Natural language region descriptions
········
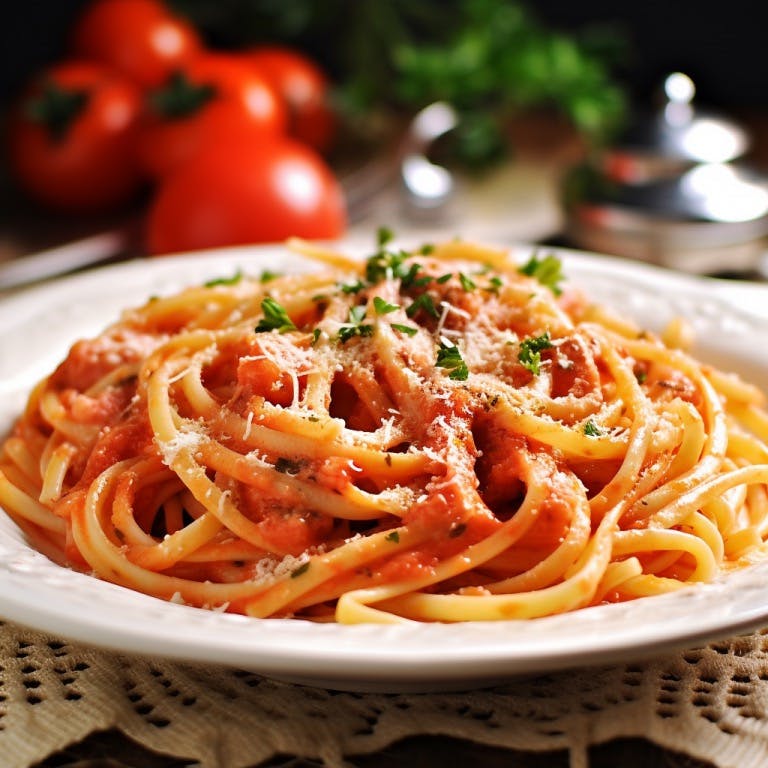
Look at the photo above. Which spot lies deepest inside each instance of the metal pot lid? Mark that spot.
(678, 133)
(710, 203)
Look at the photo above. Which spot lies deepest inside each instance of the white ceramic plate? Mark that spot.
(38, 326)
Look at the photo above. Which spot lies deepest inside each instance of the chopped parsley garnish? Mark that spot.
(233, 280)
(383, 307)
(357, 328)
(303, 568)
(592, 430)
(355, 287)
(287, 466)
(384, 235)
(425, 302)
(449, 357)
(275, 317)
(267, 276)
(467, 283)
(548, 271)
(530, 352)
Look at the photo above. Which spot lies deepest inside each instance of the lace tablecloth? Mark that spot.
(709, 702)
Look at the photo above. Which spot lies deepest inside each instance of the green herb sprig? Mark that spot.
(529, 354)
(449, 357)
(275, 317)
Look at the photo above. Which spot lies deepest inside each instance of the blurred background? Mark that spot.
(537, 91)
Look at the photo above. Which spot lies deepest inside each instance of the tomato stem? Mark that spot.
(56, 108)
(180, 97)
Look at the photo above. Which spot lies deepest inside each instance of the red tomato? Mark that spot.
(236, 194)
(305, 89)
(214, 99)
(72, 138)
(141, 39)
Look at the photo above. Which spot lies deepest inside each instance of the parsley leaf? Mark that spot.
(591, 429)
(267, 276)
(548, 271)
(449, 357)
(356, 317)
(275, 317)
(530, 352)
(425, 302)
(302, 569)
(384, 235)
(355, 287)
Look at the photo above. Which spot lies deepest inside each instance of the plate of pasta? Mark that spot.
(400, 466)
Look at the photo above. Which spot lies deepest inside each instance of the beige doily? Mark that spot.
(711, 702)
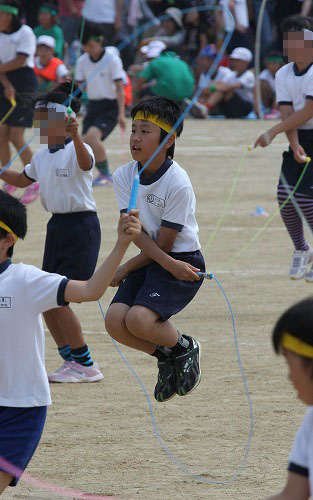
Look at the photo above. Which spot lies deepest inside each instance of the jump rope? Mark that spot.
(210, 276)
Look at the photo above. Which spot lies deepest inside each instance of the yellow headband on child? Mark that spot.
(154, 119)
(8, 229)
(296, 345)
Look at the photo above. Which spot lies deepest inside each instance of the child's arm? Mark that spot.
(15, 178)
(17, 62)
(297, 488)
(121, 103)
(85, 291)
(292, 122)
(83, 156)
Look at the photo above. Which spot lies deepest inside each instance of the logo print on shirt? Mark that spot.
(155, 200)
(62, 172)
(5, 302)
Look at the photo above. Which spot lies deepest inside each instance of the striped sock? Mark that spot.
(82, 356)
(65, 352)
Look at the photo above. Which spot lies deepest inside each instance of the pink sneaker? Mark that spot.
(7, 188)
(31, 194)
(72, 372)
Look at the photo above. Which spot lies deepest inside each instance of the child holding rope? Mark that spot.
(162, 279)
(25, 293)
(292, 336)
(294, 89)
(64, 172)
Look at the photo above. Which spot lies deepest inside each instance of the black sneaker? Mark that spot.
(187, 366)
(165, 388)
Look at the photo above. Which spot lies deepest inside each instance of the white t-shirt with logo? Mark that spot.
(25, 292)
(64, 186)
(100, 11)
(165, 198)
(22, 41)
(293, 87)
(301, 455)
(100, 76)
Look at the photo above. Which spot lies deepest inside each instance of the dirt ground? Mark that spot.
(99, 437)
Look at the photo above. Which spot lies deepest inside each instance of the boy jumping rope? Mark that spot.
(162, 279)
(26, 292)
(294, 91)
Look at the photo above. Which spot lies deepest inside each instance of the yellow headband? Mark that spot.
(154, 119)
(8, 229)
(295, 345)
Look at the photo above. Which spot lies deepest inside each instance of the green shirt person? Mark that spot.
(170, 77)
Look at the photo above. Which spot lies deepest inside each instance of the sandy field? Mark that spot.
(99, 437)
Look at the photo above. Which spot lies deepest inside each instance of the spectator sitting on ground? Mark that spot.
(48, 68)
(169, 76)
(171, 32)
(273, 61)
(235, 98)
(205, 60)
(47, 26)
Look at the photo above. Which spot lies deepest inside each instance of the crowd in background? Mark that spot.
(166, 49)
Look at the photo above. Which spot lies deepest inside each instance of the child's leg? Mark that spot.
(5, 152)
(5, 480)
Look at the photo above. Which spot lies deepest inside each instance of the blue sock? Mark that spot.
(82, 356)
(65, 352)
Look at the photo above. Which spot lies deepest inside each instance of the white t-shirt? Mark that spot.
(269, 78)
(61, 71)
(100, 11)
(22, 41)
(64, 186)
(241, 14)
(294, 88)
(25, 292)
(100, 76)
(222, 75)
(247, 80)
(165, 198)
(301, 455)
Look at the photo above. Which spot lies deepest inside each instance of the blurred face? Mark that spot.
(5, 21)
(93, 48)
(45, 18)
(297, 48)
(44, 53)
(52, 127)
(300, 374)
(205, 63)
(238, 65)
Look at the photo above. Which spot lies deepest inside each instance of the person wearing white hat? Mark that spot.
(235, 97)
(171, 32)
(48, 68)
········
# Problem details
Without including the pictures, return each record above exactly as it stands.

# Exercise output
Look at the photo above. Which spot lies deepest inside each instance of the metal pot lid? Mark that spot.
(678, 133)
(710, 203)
Look at the photo above. Which spot lies deepest inside each instance of the white ceramic plate? Mark that spot.
(38, 326)
Look at the photo above. Which spot lies deepest inside each instance of the chopped parsley garnish? Mark that spot.
(233, 280)
(383, 307)
(357, 328)
(303, 568)
(592, 430)
(355, 287)
(287, 466)
(384, 235)
(425, 302)
(449, 357)
(275, 317)
(267, 276)
(467, 283)
(548, 271)
(530, 352)
Look at the photo above. Which spot lies deepest inside each instance of the lace tablecloth? Mark that spot.
(709, 702)
Look at the photo above. Which spot lies deepest inside each instance of the green herb sprig? Mark that spot.
(529, 354)
(449, 357)
(275, 317)
Look at the photo above. Which spot lies deepest inside each instance of the blurred background? Mark that spot.
(537, 91)
Look at the photo above. Which spot lies deepest inside each instance of the tomato stem? Mark that spot.
(56, 108)
(180, 97)
Look at the photo above. Which spot lies deepest inside each instance of the red tomato? Mark that spot.
(236, 194)
(305, 89)
(214, 99)
(72, 138)
(141, 39)
Look at the photo above. Which spot lies deepest inside each instance of the parsley leaf? Mark that spot.
(591, 429)
(267, 276)
(548, 271)
(449, 357)
(356, 317)
(275, 317)
(530, 352)
(425, 302)
(302, 569)
(384, 235)
(355, 287)
Look at the photo above. Which spot lies deepest inside each instance of the plate of pasta? Mark that spot.
(400, 466)
Look at the photo above. Which spot lies deepest inside each instance of the beige doily? Mark that spot.
(711, 702)
Look at the photo above. Which spot lies deepest inside each instance of the jump rope? Mark that spot.
(210, 276)
Look at the photo above. Which spot lies deepest inside each instance of the yellow headband on child? Mark that spot.
(154, 119)
(8, 229)
(296, 345)
Look at the photo above. Which spot lies deepest inside each instance of the child's arm? Mark that spot.
(15, 178)
(17, 62)
(297, 488)
(121, 103)
(85, 291)
(292, 122)
(83, 156)
Look at the photo above. Which spot lies deepest inside each instance of the logo print on shirt? Mark that spot.
(155, 200)
(62, 172)
(5, 302)
Look at the photo above. Which spot lies deepest inside each instance of the striped sock? Mark that spot.
(82, 356)
(65, 352)
Look at the photo above. Which spot lies deepest inside each instance of the pink sneaker? Mark that spot.
(7, 188)
(31, 194)
(72, 372)
Look at the photo above. Which spot lies deepest inside each instance of the child holding rope? Mark that spot.
(162, 279)
(25, 293)
(292, 336)
(294, 89)
(64, 172)
Look at the photo above. Which spot lies deepest inside each instance of the black sneaker? Mark that spot.
(187, 366)
(165, 388)
Look at the photo above. Which spot lies deepest inside each instance of the white t-shirt with logo? Mark that spot.
(25, 292)
(64, 186)
(100, 11)
(165, 198)
(22, 41)
(293, 87)
(301, 455)
(100, 76)
Look at the photo above. Which spot lies deepest inside each instance of the dirt ground? Mark that spot.
(99, 437)
Look at the photo above. Which spot lies deepest inside each instance of the boy jumping rope? Mark that spot.
(162, 279)
(26, 292)
(294, 91)
Look at the photo above. Which spot lies deepest inside each instance of the yellow headband? Mark that spot.
(154, 119)
(8, 229)
(295, 345)
Look at the photo above. Which spot lies deepest inside each instance of the green shirt person? Mark that spot.
(170, 77)
Look at the photo above. Which spot lies deepest inside each instance of the sandy field? Mark that spot.
(99, 437)
Look at the photo above. Which spot lies deepest inside each instance of the spectator sitting on ground? Mark that spot.
(48, 68)
(169, 76)
(171, 32)
(273, 61)
(235, 98)
(205, 60)
(47, 26)
Look at the photo above. Which spot lies deepest inside each instance of the crowd in background? Mark that spot.
(166, 49)
Look at the photo above. Which spot lies deepest inside each instance of the child's leg? Mark that spot.
(5, 152)
(5, 480)
Look at the photo above. Which spot lies deepest inside each instance of the blue sock? Mark that spot.
(82, 356)
(65, 352)
Look at the photo above. Which spot lies deepest inside each instance of the white t-shirt? Mark that spot.
(269, 78)
(61, 71)
(100, 11)
(22, 41)
(64, 186)
(241, 14)
(294, 88)
(25, 292)
(100, 76)
(222, 75)
(247, 80)
(165, 198)
(301, 455)
Look at the photo above. Which spot lies deepest inside each instance of the blurred face? Mark that spot.
(5, 21)
(93, 48)
(45, 18)
(297, 48)
(44, 53)
(52, 127)
(300, 374)
(205, 63)
(238, 65)
Look at the photo above. Which spot lies deepest inside each instance of the person wearing white hat? Mark that spot.
(235, 97)
(171, 32)
(48, 68)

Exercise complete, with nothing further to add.